◆ **EXERCISES**
1: From the esProc text on sequence-related functions, reproduce the passage from "The s.regex(rs) function" to "according to Unicode." word for word.
2: Carry on the esProc text on sequence-related functions from its final sentence.

◆ **TEXT PROVIDED**
[Start]

2.4.4 Sequence-related functions

Sequence and string

esProc offers s.split() function and A.concat() function to switch between the sequence and the string. s.split(d) function splits string s to form a sequence with the dilimiter d, and identifies data types automatically if working with @p option. If d is omitted, split the string by characters. A.concat(d) function generates a string from sequence A with the dilimiter d, and it data types automatically. If d is omitted, use no dilimiter. Both funcitons can work with @c option to use the comma as the dilimiter. For example:

 

A

1

a,1,c,2011-8-11,false

2

=A1.split@c()

3

=A2.concat@c()

Results of A2 and A3 are as follows:

 

The resulting sequence of A2’s string splitting has string members. To automatically parse the data types, use @p option in the function.

The s.regex(rs) function matches string s with the regular expression rs and returns a sequence-type matching result, or null, if none of the characters in string s can be matched. The use of @c option in the function means case-insensitive, and an @u option makes the function perform matching according to Unicode.

The simplest use of the regex() function is to match the given regular expression with a certain string and get the result. The following example shows the way of matching up the numeric string:

 

A

B

C

1

="a12b".regex("(a[0-9])")

="a12b".regex("(a[0-9]*)")

="a12b".regex("^[0-9]b")

2

="a12b".regex("\\S*([0-9][a-z])")

'\S*([0-9][a-z])

="a12b".regex(B2)

Below are results of A1, B1 and C1:

  

For the regular expression "(a[0-9])" A1 uses, a matches a letter a, [0-9] matches any single-bit number from 0 to 9, and the parentheses () indicates finding a string “beginning with letter a that is followed by a single-bit number” and returning it. As is shown above, the result is a sequence with a single member a1. In B1’s regular expression, the asterisk * means matching the type of character preceding it, which is the number defined by [0-9] here, consecutively. So B1 returns a result of a12. In C1, symbol ^ heads a string and the whole regular expression needs to return a string beginning with a number followed by letter b, but the string a12b isn’t one “headed by a number”; so, the matching fails and C1 returns null.

[End]

◆ **MATERIAL SHOWN**
[Start]

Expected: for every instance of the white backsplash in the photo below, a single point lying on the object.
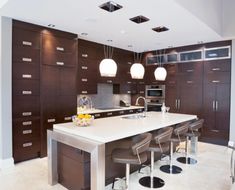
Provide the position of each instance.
(105, 97)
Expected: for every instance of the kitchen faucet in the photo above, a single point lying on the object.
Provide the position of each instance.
(145, 104)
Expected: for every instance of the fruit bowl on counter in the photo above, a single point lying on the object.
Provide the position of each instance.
(83, 120)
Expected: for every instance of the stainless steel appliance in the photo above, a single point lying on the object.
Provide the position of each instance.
(155, 91)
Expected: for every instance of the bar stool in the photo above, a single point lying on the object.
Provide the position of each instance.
(179, 135)
(135, 155)
(159, 144)
(193, 133)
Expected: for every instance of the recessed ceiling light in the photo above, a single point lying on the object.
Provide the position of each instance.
(110, 6)
(139, 19)
(160, 29)
(84, 34)
(51, 25)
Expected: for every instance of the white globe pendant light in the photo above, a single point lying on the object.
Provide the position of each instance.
(137, 71)
(160, 73)
(108, 68)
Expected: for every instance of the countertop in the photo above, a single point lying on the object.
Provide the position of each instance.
(93, 111)
(114, 128)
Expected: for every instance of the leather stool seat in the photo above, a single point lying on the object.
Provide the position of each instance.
(124, 156)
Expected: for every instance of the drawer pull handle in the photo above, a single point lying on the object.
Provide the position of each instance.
(26, 59)
(27, 144)
(60, 63)
(51, 120)
(215, 69)
(26, 76)
(26, 113)
(190, 70)
(84, 67)
(59, 48)
(26, 43)
(84, 80)
(25, 132)
(26, 123)
(84, 55)
(26, 92)
(68, 118)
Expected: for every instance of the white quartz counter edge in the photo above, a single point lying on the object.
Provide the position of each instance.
(114, 128)
(93, 111)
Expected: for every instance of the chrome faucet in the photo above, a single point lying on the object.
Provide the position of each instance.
(145, 104)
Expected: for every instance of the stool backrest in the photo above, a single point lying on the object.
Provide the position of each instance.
(163, 135)
(182, 129)
(196, 125)
(142, 144)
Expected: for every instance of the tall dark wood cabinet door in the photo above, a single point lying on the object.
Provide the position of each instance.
(222, 109)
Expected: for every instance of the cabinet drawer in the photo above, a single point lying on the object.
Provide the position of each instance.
(26, 129)
(219, 77)
(59, 59)
(26, 38)
(26, 71)
(24, 150)
(26, 87)
(217, 66)
(25, 55)
(24, 106)
(57, 44)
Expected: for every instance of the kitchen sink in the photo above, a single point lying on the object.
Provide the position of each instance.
(134, 117)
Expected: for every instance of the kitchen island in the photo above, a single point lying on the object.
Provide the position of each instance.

[End]

◆ **RESULTS FOR THE EXERCISE**
1:
The s.regex(rs) function matches string s with the regular expression rs and returns a sequence-type matching result, or null, if none of the characters in string s can be matched. The use of @c option in the function means case-insensitive, and an @u option makes the function perform matching according to Unicode.

2:
In A2’s regular expression "\\S*([0-9][a-z])", [a-z] represents a character, i.e. any lower-case letter, from a to z; and \S* stands for any number of non-whitespace characters appearing in a row. Since the slash \ also means the escape character in a string, it needs to be escaped to be a literal – that is the \\S*. The parentheses specify that the returned substring should be the match of [0-9][a-z] while the match of \S* will be discarded. In B2, the regular expression is written as a string constant which doesn’t need to be escaped. C2 thus gets the same result as A2 does. Here’re results of A2 and C2:

 

esProc uses the parentheses () to define the substring to be returned when matching a string with the regular expression. The returned result is a sequence consisting of members defined by the parentheses. Without the parentheses, the substring itself will be returned if the matching is successful.

With the @c option, regex() function becomes case-insensitive when matching a string with the regular expression. For example:

 

A

B

C

1

="a12b".regex@c("(A[0-9])")

="a12b".regex@c("([A-Z][0-9])")

="a12b".regex("([A-Z][0-9])")

Here’re results of A1, B1 and C1:

  

A1’s regular expression includes the uppercase letter A, and B1’s matches any uppercase letter. Both return a result of a1 because of the use of @c option. C1 returns null because the function works alone without the @c option and can’t find a match for the regular expression.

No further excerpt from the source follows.